* [Text section]
######
Our journey: adopting a child with additional needs and unknowns

We first met you online.

Our journey adopting a child with additional needs and unknowns.

Going through the adoption process we had preconceptions of the sort of child we would like to complete our family…. but the further along the process we got the more we understood about the types of children, who through no fault of their own, were left longer waiting to be adopted. These children are mostly being part of sibling groups or have additional needs and unknowns in their future.

Everyone has their own preconception of a perfect child, but we both feel that just because a child has unknowns/uncertainties in their genetic makeup or pre-diagnosed medical conditions, that doesn’t mean you shouldn’t love them. If we were to have had a biological child that got diagnosed with a medical condition, we wouldn’t love them any less or give them up so, why would we let it affect whether we adopted a child with the same.

“It doesn’t make them any less loveable if anything you love them more as you know they will need your love to give them strength.”

We were booked on to our Approval Panel at end of November 2020, just before this date came around, we were invited to a Virtual Family Finding Event (when the dreaded corona virus struck, it changed the way almost everything in the world was done including the adoption Family Finding). We got to meet virtually with Family Finders and Children’s Social Workers who introduced us via videos and photos to some of the children they had been looking for, that were waiting longer than the team would normally anticipate, as they all had health conditions or medical unknowns.

As we hadn’t been approved to adopt yet we thought this was more a chance for us to see how the Family Finding part of the process went, and we didn’t want to contemplate feeling an attachment to any of these children, with the approval process not yet completed. We were trying to avoid getting our hopes up . . .

Well, as you’ve probably guessed, it didn’t work out that way! We heard our (now) daughter’s story and, about her up to that point. She is probably the only child we have ever heard of that was described as feisty at 1 year old. She had a smile and laugh that melted our hearts, but also had suffered elevated cortisol levels during pregnancy and a duplicate chromosome that came with a neurological disability meaning it was “possible” in the future that she may have problems with movement and speech as well as a predisposition to ADHD and mental health problems as both birth parents had diagnosed conditions. Her only diagnosis at this point, was developmental delay; at 14mths she was only just able to hold her head up unaided.

“While this was obviously all a bit daunting and scary, the more we listened, the more we fell that little bit more in love with her.”

Fast forward to the end of that month we were overjoyed to be approved to adopt and we didn’t hesitate to contact our social worker to initiate registering interest in the wonderful little girl we met at that Virtual Family Finding session. We both kept watching the 11 second video introduction of her, over and over, even though we said we wouldn’t get attached it was too late we were smitten.

There was a lot to learn from our daughters Child Permanence Report (CPR) about the bigger picture of her birth family and her identity. A lot of uncertainty lay ahead, but we were head over heels in love with this tiny spirited little fighter and hoped that the family finders and matching panel could see that we would be a perfect match as a family and luckily, they did.

We were lucky to have had very experienced foster carers raise our daughter for the first 15 months of her life, and they were able to share all her likes/dislikes and gave us a detailed history of her progress. They were very open and honest, and encouraged us to ask as many questions as possible. Our little girl needed us to be there to fight and advocate for her every step of the way and to support, guide and love her, to help her develop.

When we first met her at 15 months old, she was only just able to self-support holding her head up and shuffling on her bottom, which tied in with the uncertain medical prognosis’s stating she may have difficulties with movement amongst other things.

In the year that our daughter has been with us she has already accomplished so much with the help and support of medical professionals and SENCO staff at preschool, she is now walking and makes lots of noise with a few words.

We are always being told that we have done a wonderful thing adopting her but we see it as the opposite, she has done a wonderful thing for us, she has made our lives complete and taught us so much, how to be patient, how to be determined and never give up,  and how to laugh until we cry. But, most importantly how to be a family, to fight for each other, and to love each other unconditionally.

Thank you for reading our story and here is to a lifetime of future happiness for you and your family.

Our thanks to these wonderful adopters, I am sure you will agree their love for their little girl just radiates from their words. We are very grateful to them, for allowing us to share their story. Some details have been changed to maintain confidentiality.
######
* [Exercise prompt]
In the adoption story, how long was the video introduction of the daughter that the couple watched over and over? Rely solely on the adoption story above.

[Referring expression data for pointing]
######
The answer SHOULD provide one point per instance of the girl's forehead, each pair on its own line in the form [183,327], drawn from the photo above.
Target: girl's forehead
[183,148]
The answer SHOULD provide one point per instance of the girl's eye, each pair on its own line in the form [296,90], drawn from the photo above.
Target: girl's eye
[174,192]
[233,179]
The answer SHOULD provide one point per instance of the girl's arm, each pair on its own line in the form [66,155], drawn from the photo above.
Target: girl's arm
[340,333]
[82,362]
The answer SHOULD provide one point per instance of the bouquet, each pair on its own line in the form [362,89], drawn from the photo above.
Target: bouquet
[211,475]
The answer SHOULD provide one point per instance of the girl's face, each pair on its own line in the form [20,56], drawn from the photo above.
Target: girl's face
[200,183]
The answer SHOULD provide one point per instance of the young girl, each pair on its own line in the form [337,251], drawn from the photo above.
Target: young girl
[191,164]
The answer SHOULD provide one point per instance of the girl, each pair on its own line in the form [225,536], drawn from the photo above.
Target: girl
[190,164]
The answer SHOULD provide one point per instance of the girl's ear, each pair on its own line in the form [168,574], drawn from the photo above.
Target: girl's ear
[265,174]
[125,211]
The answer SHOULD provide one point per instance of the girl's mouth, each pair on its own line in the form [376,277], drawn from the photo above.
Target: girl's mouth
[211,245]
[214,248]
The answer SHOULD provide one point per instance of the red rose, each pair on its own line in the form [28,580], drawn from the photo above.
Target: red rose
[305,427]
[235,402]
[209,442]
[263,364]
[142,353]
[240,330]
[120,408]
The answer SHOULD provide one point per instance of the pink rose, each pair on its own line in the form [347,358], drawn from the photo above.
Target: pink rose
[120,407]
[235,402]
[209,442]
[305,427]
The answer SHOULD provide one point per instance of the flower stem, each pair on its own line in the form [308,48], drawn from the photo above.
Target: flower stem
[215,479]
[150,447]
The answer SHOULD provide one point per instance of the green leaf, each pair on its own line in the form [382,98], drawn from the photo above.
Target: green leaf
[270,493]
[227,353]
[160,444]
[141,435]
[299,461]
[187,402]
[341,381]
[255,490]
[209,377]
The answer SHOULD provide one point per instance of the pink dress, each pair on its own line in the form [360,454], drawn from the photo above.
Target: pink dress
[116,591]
######
* [Completed task]
It was 11 seconds long.